SEJARAH DAN LANDASAN
PENDAFTARAN TANAH DI INDONESIA
- Sejarah Pendaftaran Tanah di Indonesia
Sejarah pendaftaran tanah di Indonesia sebagaimana pendapat yang dikemukakan oleh C.G van Huls yang kemudian dikutip oleh Irawan Soerojo, C.G van Huls membaginya menjadi 3 (tiga) periode, yaitu (C.G Van Huls, 2003):
1. Periode kacau balau, yaitu sebelum tahun 1837
2. Periode ahli ukur pemerintah, yaitu antara tahun 1837 hingga tahun 1837
3. Periode jawatan pendaftaran tanah, yaitu sesudah 1875
Gambaran yang lebih jelas mengenai periode-periode ini akan diuraikan di bawah ini :
1. Periode kacau balau ( sebelum tahun 1837 )
VOC yang didirikan oleh pemerintah Belanda pada tahun 1602, mendapat hak untuk melakukan perdangangan, hak-hak tersebut membuat VOC menganggap dirinya memiliki hak atas tanah-tanah yang berada dalam kekuasaannya. Pada tanggal 18 Agustus 1620, VOC mengeluarkan suatu plakat atau maklumat yang merupakan dasar pelaksanaan kadaster pertama dalam pelaksanaan pendaftaran tanah di Hindia Belanda. Pendaftaran tanah yang dilakukan terebut meliputi pendaftaran segala pekarangan dan pepohonan yng telah diberikan oleh VOC serta pencatatan nama-nama pemiliknya.
Penyelenggaraan kadaster ini merupakan penyelenggaraan pendaftaran tanah dalam arti yang kuno yaitu pendaftaran tanah yang dilakukan tanpa didasarkan pada peta-peta tanah. Dalam peleksanaan pendaftaran tanah tersebut dibentuk suatu Dewan yang bernama dewan Heeraden, dimana tugas dari dewan tersebut adalah membuat suatu peta umum dari tanah-tanah yang terletak dalam wilayah kerjanya yang pad setiap petany dicatat luas dari tiap-tiap tanah serta nama pemiliknya. Terdapat beberapa hal yang patut dicatat dalam pelaksanaan kadaster tersebut yaitu:
a. penyelenggaraan kadaster oleh Dewan Heemraden harus dilaksanakan berdasarkan peta-peta tanah sehingga hal ini berarti Dewan Heemraden harus menyelenggarakan suatu kadaster dalam arti yang modern.

DAFTAR HASIL EKSTRAKSI
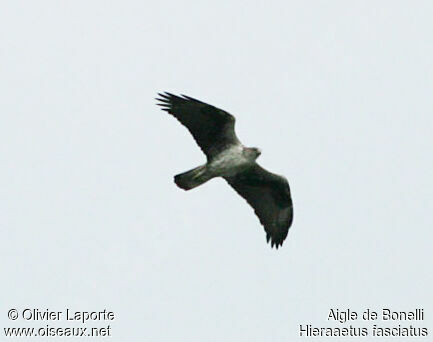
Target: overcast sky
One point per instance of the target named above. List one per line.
(337, 94)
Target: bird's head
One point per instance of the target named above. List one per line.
(253, 152)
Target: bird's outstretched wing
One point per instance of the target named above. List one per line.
(269, 195)
(212, 128)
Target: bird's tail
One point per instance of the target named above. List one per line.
(192, 178)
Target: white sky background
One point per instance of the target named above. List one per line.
(337, 94)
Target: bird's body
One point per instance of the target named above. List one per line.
(213, 130)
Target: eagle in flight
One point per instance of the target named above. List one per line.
(214, 131)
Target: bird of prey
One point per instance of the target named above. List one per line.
(213, 130)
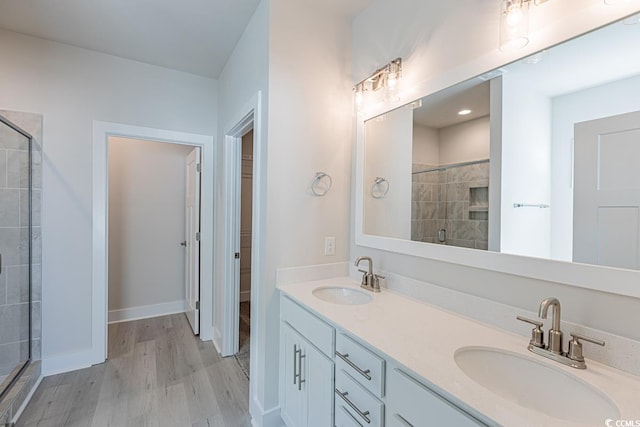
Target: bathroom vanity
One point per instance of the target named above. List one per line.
(349, 357)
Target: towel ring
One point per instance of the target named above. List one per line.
(380, 188)
(321, 183)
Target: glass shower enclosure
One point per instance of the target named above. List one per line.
(15, 252)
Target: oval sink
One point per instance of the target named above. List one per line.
(341, 295)
(535, 385)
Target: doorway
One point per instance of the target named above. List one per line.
(102, 131)
(246, 214)
(153, 228)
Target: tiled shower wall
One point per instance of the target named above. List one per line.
(14, 277)
(455, 200)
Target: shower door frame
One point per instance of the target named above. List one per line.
(19, 369)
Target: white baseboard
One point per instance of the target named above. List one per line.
(66, 362)
(217, 340)
(262, 418)
(245, 296)
(146, 311)
(16, 414)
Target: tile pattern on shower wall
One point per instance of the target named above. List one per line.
(14, 235)
(456, 200)
(14, 307)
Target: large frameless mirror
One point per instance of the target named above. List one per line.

SOAL LATIHAN
Ketik ulang secara persis bagian teks tentang sejarah pendaftaran tanah di Indonesia, mulai dari kata-kata yang memuat "Penyelenggaraan kadaster ini" dan berhenti setelah kata-kata "arti yang modern.".

JAWABAN LATIHAN
Penyelenggaraan kadaster ini merupakan penyelenggaraan pendaftaran tanah dalam arti yang kuno yaitu pendaftaran tanah yang dilakukan tanpa didasarkan pada peta-peta tanah. Dalam peleksanaan pendaftaran tanah tersebut dibentuk suatu Dewan yang bernama dewan Heeraden, dimana tugas dari dewan tersebut adalah membuat suatu peta umum dari tanah-tanah yang terletak dalam wilayah kerjanya yang pad setiap petany dicatat luas dari tiap-tiap tanah serta nama pemiliknya. Terdapat beberapa hal yang patut dicatat dalam pelaksanaan kadaster tersebut yaitu:
a. penyelenggaraan kadaster oleh Dewan Heemraden harus dilaksanakan berdasarkan peta-peta tanah sehingga hal ini berarti Dewan Heemraden harus menyelenggarakan suatu kadaster dalam arti yang modern.